++++ Dataset content ++++
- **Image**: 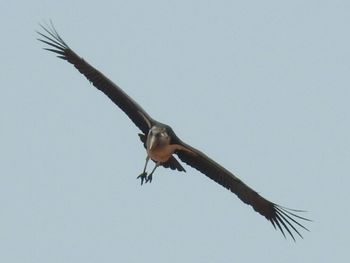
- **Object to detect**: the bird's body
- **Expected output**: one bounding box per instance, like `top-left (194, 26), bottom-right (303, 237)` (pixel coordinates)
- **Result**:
top-left (38, 24), bottom-right (308, 239)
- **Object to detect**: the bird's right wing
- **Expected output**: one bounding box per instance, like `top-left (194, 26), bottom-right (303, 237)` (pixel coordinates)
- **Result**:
top-left (38, 23), bottom-right (154, 134)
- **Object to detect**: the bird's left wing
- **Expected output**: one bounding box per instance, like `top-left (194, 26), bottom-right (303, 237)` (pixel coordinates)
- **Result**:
top-left (173, 138), bottom-right (310, 240)
top-left (37, 23), bottom-right (154, 134)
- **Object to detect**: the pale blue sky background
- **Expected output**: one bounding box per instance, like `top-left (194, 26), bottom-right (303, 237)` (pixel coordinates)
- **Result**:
top-left (0, 0), bottom-right (350, 263)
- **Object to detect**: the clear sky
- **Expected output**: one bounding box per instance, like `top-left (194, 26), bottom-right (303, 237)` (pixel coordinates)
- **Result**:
top-left (0, 0), bottom-right (350, 263)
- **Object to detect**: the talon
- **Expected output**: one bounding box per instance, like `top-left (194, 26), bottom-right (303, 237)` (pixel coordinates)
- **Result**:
top-left (136, 172), bottom-right (147, 185)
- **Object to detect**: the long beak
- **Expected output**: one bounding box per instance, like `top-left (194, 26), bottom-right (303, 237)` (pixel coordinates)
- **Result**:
top-left (149, 136), bottom-right (156, 150)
++++
Requirement — Return each line from the items above that contains the word "detect".

In response —
- **Object to detect**: the bird's body
- **Object to detect**: the bird's right wing
- **Object to detect**: the bird's left wing
- **Object to detect**: the pale blue sky background
- **Object to detect**: the clear sky
- **Object to detect**: the talon
- **Object to detect**: the long beak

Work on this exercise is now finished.